[ENTRIES]
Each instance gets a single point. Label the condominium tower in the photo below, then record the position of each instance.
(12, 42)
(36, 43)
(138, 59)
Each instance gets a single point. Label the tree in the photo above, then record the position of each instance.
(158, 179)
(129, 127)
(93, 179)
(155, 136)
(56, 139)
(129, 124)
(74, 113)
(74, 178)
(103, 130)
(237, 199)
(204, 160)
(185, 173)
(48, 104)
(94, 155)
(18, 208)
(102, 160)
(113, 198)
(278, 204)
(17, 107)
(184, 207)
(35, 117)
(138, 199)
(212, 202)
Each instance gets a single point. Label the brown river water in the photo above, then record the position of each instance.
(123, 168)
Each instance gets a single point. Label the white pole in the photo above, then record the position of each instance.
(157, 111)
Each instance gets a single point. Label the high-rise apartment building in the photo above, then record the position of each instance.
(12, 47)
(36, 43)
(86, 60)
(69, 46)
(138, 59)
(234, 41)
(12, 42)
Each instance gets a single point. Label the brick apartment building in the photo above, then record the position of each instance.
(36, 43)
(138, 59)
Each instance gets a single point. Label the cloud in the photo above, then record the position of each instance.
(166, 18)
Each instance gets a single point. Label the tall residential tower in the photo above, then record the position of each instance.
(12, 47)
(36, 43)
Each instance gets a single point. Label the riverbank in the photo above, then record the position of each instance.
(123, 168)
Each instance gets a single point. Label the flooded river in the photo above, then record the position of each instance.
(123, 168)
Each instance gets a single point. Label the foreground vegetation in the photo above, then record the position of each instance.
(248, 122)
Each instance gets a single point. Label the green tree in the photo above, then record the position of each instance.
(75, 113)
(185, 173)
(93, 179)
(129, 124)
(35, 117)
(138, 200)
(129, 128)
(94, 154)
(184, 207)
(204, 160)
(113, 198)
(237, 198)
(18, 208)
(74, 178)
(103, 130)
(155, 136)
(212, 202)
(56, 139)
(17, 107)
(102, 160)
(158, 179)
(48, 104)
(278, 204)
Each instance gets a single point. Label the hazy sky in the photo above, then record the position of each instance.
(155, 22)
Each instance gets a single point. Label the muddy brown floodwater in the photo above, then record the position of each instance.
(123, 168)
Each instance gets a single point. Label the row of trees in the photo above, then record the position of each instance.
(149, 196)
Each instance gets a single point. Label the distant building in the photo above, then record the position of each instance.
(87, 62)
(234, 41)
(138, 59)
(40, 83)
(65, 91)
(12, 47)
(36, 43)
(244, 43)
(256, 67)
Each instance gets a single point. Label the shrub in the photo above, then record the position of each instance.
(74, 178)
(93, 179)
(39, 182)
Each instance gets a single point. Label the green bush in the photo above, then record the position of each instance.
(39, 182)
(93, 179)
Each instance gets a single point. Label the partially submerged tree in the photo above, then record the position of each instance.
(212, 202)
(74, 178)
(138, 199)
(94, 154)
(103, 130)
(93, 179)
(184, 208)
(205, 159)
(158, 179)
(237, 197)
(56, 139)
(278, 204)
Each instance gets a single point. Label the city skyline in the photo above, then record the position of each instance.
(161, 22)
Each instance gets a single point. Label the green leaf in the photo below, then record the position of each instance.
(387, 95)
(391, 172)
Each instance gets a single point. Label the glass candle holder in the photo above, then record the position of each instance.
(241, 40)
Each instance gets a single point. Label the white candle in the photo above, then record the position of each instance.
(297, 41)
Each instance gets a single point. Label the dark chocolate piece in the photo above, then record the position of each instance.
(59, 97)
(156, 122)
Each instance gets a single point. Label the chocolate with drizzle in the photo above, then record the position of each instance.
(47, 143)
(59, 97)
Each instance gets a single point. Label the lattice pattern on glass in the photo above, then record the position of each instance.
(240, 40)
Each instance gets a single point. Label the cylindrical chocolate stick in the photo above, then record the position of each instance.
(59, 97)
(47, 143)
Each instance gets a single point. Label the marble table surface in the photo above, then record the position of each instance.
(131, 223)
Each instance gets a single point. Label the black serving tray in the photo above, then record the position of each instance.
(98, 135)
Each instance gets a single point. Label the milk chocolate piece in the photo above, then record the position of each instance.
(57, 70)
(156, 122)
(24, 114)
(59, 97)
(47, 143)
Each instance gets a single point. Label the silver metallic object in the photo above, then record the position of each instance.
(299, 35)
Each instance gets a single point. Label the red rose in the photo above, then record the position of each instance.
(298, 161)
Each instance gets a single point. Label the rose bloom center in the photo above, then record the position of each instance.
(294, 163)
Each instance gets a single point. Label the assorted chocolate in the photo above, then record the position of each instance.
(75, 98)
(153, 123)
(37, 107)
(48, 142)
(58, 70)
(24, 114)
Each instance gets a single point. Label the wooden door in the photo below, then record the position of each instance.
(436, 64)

[BRIEF] Output an exact copy of the lines beginning at the one that holds "Each instance gets a single point. Label the red" and running through the final line of the records.

[RESPONSE TO THE TASK]
Each instance gets a single point. Label the red rose in the photo above, then record the position of each instance.
(298, 161)
Each instance gets a single point. Label the rose bloom center in the photo above, then record the position of each instance.
(294, 163)
Each instance gets a single point. Label the assorted chocolate in the photo above, then record the position of each instance.
(75, 98)
(153, 123)
(37, 107)
(48, 142)
(58, 70)
(24, 114)
Each instance gets a single point. Label the wooden door in the photo below, then record the position of each instance.
(436, 64)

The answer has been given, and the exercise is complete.